== DATA RECORDS
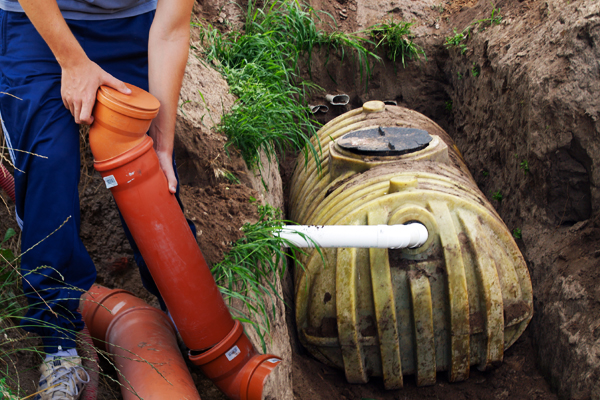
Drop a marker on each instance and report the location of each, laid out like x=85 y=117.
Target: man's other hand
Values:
x=80 y=82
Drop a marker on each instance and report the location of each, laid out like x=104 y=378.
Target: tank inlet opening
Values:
x=410 y=235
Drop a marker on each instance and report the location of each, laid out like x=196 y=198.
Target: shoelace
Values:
x=66 y=379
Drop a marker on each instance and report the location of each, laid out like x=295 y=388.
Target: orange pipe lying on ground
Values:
x=143 y=344
x=129 y=165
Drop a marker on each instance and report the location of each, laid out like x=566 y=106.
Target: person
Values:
x=54 y=55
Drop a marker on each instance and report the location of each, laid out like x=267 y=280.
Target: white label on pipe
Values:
x=232 y=353
x=110 y=181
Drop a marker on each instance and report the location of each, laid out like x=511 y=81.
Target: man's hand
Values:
x=81 y=77
x=168 y=47
x=79 y=85
x=166 y=164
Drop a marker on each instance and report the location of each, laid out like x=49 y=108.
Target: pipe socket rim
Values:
x=256 y=372
x=164 y=318
x=139 y=104
x=128 y=156
x=220 y=348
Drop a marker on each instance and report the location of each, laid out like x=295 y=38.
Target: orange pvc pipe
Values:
x=143 y=344
x=131 y=170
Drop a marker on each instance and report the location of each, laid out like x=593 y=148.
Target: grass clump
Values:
x=246 y=273
x=262 y=66
x=396 y=38
x=458 y=39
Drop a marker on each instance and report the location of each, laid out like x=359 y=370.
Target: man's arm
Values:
x=81 y=77
x=168 y=49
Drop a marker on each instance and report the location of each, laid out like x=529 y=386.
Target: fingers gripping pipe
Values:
x=125 y=158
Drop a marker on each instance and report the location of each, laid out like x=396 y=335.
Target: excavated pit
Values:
x=526 y=123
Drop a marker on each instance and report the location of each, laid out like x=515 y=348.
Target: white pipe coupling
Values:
x=411 y=235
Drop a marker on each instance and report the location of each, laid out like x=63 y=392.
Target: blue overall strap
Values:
x=45 y=142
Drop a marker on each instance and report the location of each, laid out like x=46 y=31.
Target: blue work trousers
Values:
x=44 y=142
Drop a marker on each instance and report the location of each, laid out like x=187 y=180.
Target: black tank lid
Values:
x=385 y=141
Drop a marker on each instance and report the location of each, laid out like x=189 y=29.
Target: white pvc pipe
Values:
x=338 y=99
x=364 y=236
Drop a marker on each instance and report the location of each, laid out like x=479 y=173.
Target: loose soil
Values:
x=535 y=99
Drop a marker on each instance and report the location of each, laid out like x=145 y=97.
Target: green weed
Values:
x=246 y=273
x=475 y=70
x=458 y=39
x=262 y=67
x=396 y=39
x=494 y=19
x=13 y=305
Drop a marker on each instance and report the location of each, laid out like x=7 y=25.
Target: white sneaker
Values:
x=63 y=378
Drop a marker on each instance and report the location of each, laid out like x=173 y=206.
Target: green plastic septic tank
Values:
x=459 y=300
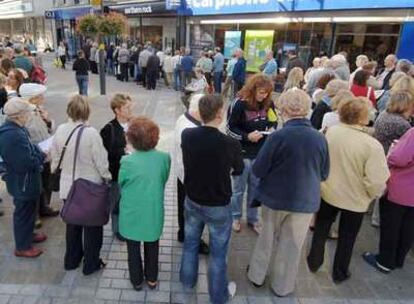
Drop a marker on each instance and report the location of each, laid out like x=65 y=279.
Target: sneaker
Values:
====
WHAT TO PRODUCE –
An exact reproduction of the data is needed, with no pictures included.

ANSWER TO THE EXERCISE –
Drop a marker on each instance and report the location of each, laid out like x=85 y=117.
Target: man's other hand
Values:
x=80 y=82
Drop a marker on each instance and report the location of each, laid out like x=104 y=378.
Target: tank inlet opening
Values:
x=410 y=235
Drop a marker on each instance and report the location of each, laid out like x=196 y=198.
Target: shoelace
Values:
x=66 y=379
Drop a marker on each instance and report the location of each, laid out like x=295 y=388.
Target: orange pipe lying on ground
Values:
x=143 y=344
x=129 y=165
Drop a marker on each instance and report the location of each, laid out like x=566 y=106.
Target: person
Values:
x=54 y=55
Drop a marker on each instance and report the location of each, laid out like x=267 y=280.
Target: white label on pipe
Values:
x=232 y=353
x=110 y=181
Drop a marker on each instance and report the location of each, laid out like x=511 y=81.
Target: man's hand
Values:
x=81 y=77
x=168 y=47
x=79 y=85
x=166 y=164
Drop a marker on each instance and report the location of each, laid out like x=49 y=108.
Target: pipe socket rim
Values:
x=256 y=372
x=164 y=318
x=139 y=104
x=128 y=156
x=220 y=348
Drop a marker on each instance and report the location of each, laid out like x=295 y=38.
Target: orange pvc pipe
Values:
x=143 y=344
x=131 y=170
Drop a marker on each instance and report the location of each, laid out like x=593 y=148.
Target: grass clump
Values:
x=246 y=273
x=262 y=66
x=396 y=38
x=458 y=39
Drop a marker on each instance and report the location of each, laid out like x=359 y=370.
Target: man's arm
Values:
x=81 y=77
x=168 y=49
Drop a marker on each instance and report the location of each, laid out like x=529 y=386.
Target: fingers gripping pipe
Values:
x=125 y=158
Drop a marker on each instance and report the location of each, laid out like x=396 y=335.
Target: excavated pit
Values:
x=526 y=123
Drop a marker on each instance and report the location of each, laid out like x=515 y=348.
Target: white pipe coupling
Values:
x=411 y=235
Drop a marker on each instance and report the location of each, laid out like x=63 y=392.
Target: blue overall strap
Values:
x=45 y=142
Drop a marker on each instance and report the location of each, laid out like x=46 y=31.
Target: blue work trousers
Values:
x=44 y=142
Drop a marker on each instance and report the location of each, laid out like x=187 y=180.
Target: black tank lid
Values:
x=385 y=141
Drop a marker on each instance and report the location of each, laid out like x=189 y=29.
Target: white pvc pipe
Values:
x=338 y=99
x=364 y=236
Drop a marker on each instance and report the location of each, laid out like x=479 y=173.
Target: loose soil
Values:
x=535 y=99
Drop a marker on each instance and report the location of each, laid out like x=145 y=97.
Target: green weed
Values:
x=246 y=273
x=475 y=70
x=458 y=39
x=262 y=67
x=396 y=39
x=494 y=19
x=13 y=305
Drop a marker on each instance and report the location of each, laid out like x=7 y=25.
Target: white sneaker
Values:
x=63 y=378
Drop a marker on each instance and report the location of each, laid out like x=173 y=206.
Target: green plastic septic tank
Values:
x=459 y=300
Drop a marker on each instance and report the location of each, laid out like x=65 y=279.
Target: sneaker
Values:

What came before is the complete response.